══ Record excerpts ══

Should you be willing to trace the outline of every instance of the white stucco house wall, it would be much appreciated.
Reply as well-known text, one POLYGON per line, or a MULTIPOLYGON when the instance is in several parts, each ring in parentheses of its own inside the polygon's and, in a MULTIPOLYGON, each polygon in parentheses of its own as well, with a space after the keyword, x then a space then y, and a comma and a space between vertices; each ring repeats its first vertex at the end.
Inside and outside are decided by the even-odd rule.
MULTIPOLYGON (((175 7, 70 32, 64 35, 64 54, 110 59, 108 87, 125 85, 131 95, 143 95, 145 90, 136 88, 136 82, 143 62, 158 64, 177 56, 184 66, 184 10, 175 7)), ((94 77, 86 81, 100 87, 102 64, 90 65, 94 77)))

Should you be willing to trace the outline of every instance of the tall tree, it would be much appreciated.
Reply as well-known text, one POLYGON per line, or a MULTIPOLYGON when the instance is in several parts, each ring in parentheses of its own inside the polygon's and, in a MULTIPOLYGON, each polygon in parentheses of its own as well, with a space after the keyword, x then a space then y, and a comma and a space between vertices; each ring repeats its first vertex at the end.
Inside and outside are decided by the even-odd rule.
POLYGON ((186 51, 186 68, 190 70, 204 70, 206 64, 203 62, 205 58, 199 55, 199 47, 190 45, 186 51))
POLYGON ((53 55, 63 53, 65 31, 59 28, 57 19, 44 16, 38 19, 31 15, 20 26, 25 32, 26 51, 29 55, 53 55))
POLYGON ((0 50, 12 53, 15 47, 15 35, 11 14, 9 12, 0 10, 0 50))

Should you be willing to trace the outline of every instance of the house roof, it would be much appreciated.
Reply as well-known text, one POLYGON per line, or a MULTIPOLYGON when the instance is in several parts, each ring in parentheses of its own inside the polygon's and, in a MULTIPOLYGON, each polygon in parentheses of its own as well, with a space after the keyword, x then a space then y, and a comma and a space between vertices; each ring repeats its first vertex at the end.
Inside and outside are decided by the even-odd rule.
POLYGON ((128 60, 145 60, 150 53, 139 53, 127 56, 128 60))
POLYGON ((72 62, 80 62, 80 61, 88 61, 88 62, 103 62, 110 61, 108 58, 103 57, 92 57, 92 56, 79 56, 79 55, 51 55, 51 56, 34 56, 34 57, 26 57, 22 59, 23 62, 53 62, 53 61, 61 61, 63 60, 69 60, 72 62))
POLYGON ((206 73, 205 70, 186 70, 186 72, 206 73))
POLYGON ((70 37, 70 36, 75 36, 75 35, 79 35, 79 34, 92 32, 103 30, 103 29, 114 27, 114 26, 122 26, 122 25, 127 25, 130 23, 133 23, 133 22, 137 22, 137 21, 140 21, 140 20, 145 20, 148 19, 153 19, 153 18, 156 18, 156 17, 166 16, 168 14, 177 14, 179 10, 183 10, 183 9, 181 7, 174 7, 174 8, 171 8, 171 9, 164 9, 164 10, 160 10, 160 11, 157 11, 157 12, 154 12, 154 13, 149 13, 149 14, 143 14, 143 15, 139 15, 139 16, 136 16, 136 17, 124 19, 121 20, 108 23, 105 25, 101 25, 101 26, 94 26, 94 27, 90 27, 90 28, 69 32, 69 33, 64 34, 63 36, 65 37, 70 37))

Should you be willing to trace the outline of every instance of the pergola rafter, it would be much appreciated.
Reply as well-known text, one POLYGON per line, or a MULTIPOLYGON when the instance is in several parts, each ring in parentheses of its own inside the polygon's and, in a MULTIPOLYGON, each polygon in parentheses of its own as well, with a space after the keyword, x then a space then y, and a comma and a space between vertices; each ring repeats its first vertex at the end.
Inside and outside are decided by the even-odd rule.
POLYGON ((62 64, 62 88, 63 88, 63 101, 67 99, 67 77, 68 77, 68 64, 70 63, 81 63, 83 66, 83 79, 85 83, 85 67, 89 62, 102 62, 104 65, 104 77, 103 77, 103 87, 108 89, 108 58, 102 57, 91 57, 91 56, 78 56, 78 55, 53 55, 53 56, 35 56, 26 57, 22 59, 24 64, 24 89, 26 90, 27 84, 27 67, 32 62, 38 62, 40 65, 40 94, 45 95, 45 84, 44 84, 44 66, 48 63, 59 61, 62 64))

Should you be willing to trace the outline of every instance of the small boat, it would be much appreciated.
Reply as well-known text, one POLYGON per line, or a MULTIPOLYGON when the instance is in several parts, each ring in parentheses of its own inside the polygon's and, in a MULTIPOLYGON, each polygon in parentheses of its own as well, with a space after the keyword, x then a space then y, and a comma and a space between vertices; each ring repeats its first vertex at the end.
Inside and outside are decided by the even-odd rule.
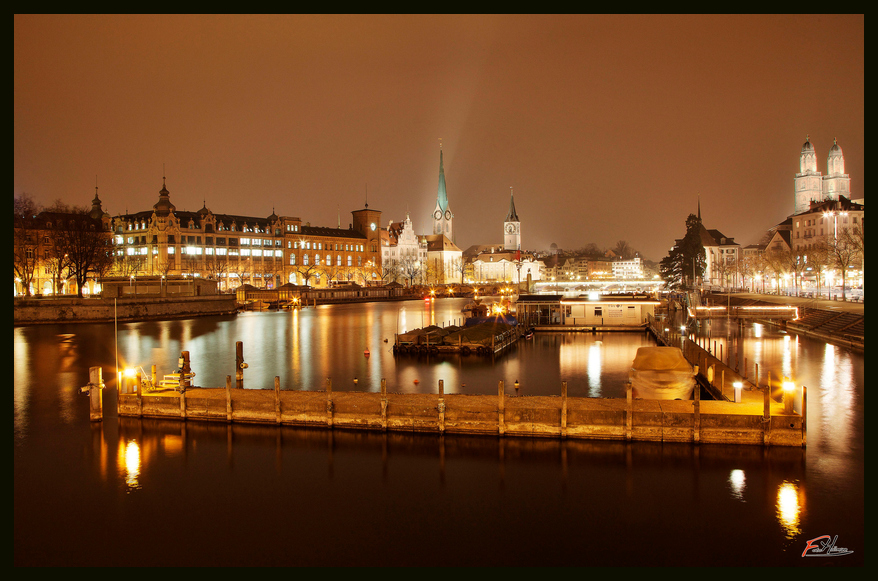
POLYGON ((695 389, 695 369, 677 347, 640 347, 628 381, 635 397, 688 400, 695 389))

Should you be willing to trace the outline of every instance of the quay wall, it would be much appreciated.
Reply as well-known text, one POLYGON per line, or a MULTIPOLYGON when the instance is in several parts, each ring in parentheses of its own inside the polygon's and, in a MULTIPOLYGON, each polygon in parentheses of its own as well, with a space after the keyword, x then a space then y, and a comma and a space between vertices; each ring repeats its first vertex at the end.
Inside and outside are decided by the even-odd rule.
POLYGON ((112 323, 236 312, 234 295, 140 298, 13 299, 14 325, 112 323))
MULTIPOLYGON (((277 384, 277 380, 276 380, 277 384)), ((696 390, 697 391, 697 390, 696 390)), ((760 446, 805 445, 802 416, 764 402, 187 388, 119 394, 118 415, 375 431, 760 446)))

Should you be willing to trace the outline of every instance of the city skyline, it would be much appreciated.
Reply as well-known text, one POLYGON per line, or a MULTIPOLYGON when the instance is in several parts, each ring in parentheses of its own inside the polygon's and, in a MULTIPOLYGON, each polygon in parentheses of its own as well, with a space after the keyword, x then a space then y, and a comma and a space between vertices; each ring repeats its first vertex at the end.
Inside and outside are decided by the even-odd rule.
POLYGON ((660 260, 702 217, 746 245, 793 213, 806 137, 864 197, 864 18, 14 18, 14 195, 148 209, 409 213, 431 228, 440 139, 458 246, 660 260), (810 73, 810 74, 806 74, 810 73))

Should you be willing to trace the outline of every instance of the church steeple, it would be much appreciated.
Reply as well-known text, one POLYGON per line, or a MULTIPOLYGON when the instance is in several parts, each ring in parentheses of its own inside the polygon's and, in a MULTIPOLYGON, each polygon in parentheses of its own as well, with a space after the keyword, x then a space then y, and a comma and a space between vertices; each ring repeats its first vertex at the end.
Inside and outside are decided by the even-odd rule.
POLYGON ((439 189, 436 194, 436 208, 433 210, 433 234, 444 234, 454 241, 451 220, 454 214, 448 208, 448 191, 445 188, 445 164, 442 159, 442 140, 439 140, 439 189))
POLYGON ((442 160, 442 146, 439 146, 439 192, 436 196, 436 205, 444 214, 448 209, 448 191, 445 188, 445 164, 442 160))
POLYGON ((521 250, 521 221, 515 211, 515 195, 509 188, 509 213, 503 222, 503 248, 505 250, 521 250))
POLYGON ((515 213, 515 194, 509 188, 509 213, 506 214, 507 222, 518 222, 518 214, 515 213))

═══

= Required task =
Report every line of the listing that contains the word "house".

= Answer for this exercise =
Should you be willing to trace the outline of every instance of the white stucco house wall, it would be much appreciated.
Should you be willing to trace the outline of every instance of the house roof, it would be much appreciated.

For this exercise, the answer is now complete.